Return, word for word, the part of the article on Northern Virginia high school football that opens with the words containing "New Patriot head" and closes with "in the fall.".

▶ [Article]:
◇ ◇ ◇ ◇ ◇ ◇ ◇
New Patriot head football coach Sean Finnerty shares a light moment with his players during his team's first practice for the 2019 high school football season on Thursday, August 1.

The Virginia High School League's executive committee will vote Monday on a plan for sports for the 2020-21 school year, but none of the models being considered includes playing football in the fall. 

With that in mind, high school football coaches across Northern Virginia are turning their attention to preparing for a winter or spring season.

"Everyone is trying to make the best decision possible," said Patriot head football coach Sean Finnerty. "It's an extremely tough decision. [We] have to focus now on making sure our boys get a season whether it's this winter or spring. Football means more than just a sport to our boys. It's a tool that is used for many things whether it is to get to college or learning life lessons."

During a meeting of the executive committee July 15, VHSL executive director Billy Haun presented three models for the committee to consider. None of them included football in the fall, but Model 2 scheduled the sport for the spring and the Model 3 for the winter. The first model kept fall sports where it is, meaning no football at all because it is a high-risk contact sport.
◇ ◇ ◇ ◇ ◇ ◇ ◇
▶ [Data lines]:

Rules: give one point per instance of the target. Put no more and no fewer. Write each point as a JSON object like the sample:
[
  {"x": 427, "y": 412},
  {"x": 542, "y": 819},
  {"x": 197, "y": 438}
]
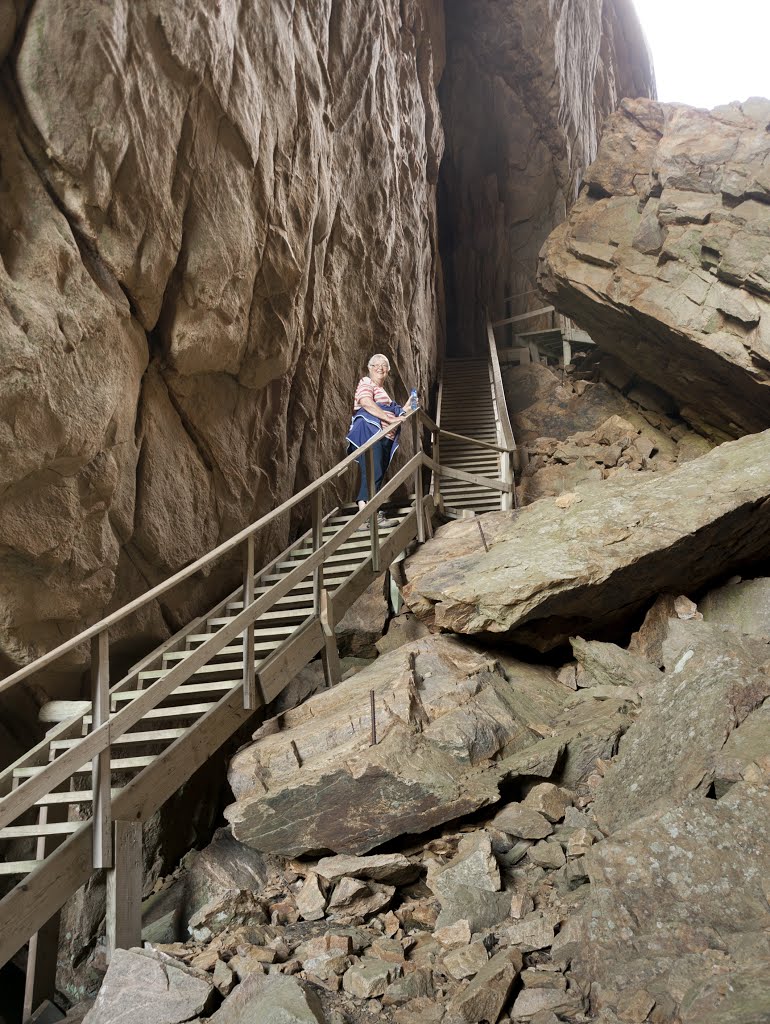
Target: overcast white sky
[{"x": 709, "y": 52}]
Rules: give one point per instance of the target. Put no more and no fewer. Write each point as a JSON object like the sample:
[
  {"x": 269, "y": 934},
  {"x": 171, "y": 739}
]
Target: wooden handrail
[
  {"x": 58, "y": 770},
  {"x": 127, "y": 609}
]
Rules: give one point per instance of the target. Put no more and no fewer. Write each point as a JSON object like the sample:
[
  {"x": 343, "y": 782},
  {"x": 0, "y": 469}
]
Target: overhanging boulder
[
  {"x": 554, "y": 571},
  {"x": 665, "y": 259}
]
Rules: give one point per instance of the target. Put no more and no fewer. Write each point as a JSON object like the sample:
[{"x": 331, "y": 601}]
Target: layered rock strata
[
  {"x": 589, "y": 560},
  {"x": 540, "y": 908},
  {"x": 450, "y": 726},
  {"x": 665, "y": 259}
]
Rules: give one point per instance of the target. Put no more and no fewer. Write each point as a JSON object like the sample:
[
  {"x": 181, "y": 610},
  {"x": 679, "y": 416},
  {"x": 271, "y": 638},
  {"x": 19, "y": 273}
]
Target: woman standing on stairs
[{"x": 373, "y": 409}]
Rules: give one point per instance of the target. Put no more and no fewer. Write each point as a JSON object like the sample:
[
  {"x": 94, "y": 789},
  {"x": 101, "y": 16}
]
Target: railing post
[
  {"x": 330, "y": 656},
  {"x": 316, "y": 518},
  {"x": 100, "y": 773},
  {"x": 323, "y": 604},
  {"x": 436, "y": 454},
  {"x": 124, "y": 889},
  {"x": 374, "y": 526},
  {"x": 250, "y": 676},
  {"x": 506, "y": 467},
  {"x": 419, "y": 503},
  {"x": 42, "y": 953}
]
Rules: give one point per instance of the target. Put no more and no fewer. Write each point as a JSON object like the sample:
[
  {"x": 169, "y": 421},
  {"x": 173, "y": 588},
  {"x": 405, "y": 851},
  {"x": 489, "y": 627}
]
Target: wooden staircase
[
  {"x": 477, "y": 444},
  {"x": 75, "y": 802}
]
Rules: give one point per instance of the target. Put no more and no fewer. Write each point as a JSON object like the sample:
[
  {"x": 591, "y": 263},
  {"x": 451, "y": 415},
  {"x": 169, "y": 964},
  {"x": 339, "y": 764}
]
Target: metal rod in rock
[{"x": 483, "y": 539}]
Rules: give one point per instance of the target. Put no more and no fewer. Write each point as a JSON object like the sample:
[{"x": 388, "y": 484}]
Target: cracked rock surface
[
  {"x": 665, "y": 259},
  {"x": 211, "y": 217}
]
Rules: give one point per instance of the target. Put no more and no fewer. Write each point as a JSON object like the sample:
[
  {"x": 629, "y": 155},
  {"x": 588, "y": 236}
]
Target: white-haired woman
◇ ◇ ◇ ◇ ◇ ◇ ◇
▶ [Solution to this problem]:
New Patriot head football coach Sean Finnerty shares a light moment with his players during his team's first practice for the 2019 high school football season on Thursday, August 1.

The Virginia High School League's executive committee will vote Monday on a plan for sports for the 2020-21 school year, but none of the models being considered includes playing football in the fall.